PROBLEM REQUIREMENTS. Please rewrite the material from the line containing "of the mowed" through the end, including both ends and the requests unchanged, with every coordinate in the answers multiplied by 0.65 and rounded to a whole number, halves rounded up. Give only those lines.
============
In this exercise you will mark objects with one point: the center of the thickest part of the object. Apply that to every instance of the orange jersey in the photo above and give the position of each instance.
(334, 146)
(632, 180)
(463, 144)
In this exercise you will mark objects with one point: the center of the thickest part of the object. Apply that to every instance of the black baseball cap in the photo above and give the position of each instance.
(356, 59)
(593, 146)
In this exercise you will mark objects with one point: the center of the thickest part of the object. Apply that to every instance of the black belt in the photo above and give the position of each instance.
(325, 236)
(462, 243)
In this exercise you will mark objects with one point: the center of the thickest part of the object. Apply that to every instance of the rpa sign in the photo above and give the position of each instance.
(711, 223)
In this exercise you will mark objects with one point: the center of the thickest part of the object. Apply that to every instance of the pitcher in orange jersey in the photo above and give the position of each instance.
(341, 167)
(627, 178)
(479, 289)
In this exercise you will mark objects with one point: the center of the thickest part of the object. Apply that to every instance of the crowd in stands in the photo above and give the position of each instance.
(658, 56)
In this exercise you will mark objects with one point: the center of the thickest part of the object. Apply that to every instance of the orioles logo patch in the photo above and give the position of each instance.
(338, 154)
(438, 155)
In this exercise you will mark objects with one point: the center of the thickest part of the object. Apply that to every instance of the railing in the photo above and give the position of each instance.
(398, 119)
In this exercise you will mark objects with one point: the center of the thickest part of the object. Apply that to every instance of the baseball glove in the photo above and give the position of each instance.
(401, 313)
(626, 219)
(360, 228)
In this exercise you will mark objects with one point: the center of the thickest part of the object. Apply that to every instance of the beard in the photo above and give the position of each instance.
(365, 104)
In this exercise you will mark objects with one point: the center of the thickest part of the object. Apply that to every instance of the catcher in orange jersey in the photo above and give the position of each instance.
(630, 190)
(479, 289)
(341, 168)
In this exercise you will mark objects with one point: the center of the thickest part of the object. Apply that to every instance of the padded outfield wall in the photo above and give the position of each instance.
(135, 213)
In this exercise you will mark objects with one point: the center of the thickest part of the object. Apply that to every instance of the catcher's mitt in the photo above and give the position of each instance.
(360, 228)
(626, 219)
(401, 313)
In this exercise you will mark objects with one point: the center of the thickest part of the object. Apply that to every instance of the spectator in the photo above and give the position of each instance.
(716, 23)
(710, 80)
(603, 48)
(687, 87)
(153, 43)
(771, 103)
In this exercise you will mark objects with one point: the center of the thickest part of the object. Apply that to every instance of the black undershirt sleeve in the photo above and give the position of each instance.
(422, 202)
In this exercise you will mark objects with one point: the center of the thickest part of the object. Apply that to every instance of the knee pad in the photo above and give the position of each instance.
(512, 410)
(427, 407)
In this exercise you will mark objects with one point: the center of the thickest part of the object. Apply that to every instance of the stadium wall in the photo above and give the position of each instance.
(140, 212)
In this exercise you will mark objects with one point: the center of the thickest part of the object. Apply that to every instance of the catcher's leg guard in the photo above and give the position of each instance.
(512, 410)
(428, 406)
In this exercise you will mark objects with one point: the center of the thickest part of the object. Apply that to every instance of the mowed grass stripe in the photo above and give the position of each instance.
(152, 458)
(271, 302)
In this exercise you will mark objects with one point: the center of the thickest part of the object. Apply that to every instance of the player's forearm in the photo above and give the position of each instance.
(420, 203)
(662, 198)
============
RESPONSE TO THE TASK.
In this exercise you will mark objects with one point: the center of the thickest part of the object. Apply that to every instance of the mowed grass stripe in the photo above and give the position of each instance.
(99, 298)
(176, 196)
In this exercise you will mark objects with one point: the center of the thickest part of the object. Apply that to every instance of the player's forearm in the photo above and give the position of each instance.
(273, 132)
(430, 129)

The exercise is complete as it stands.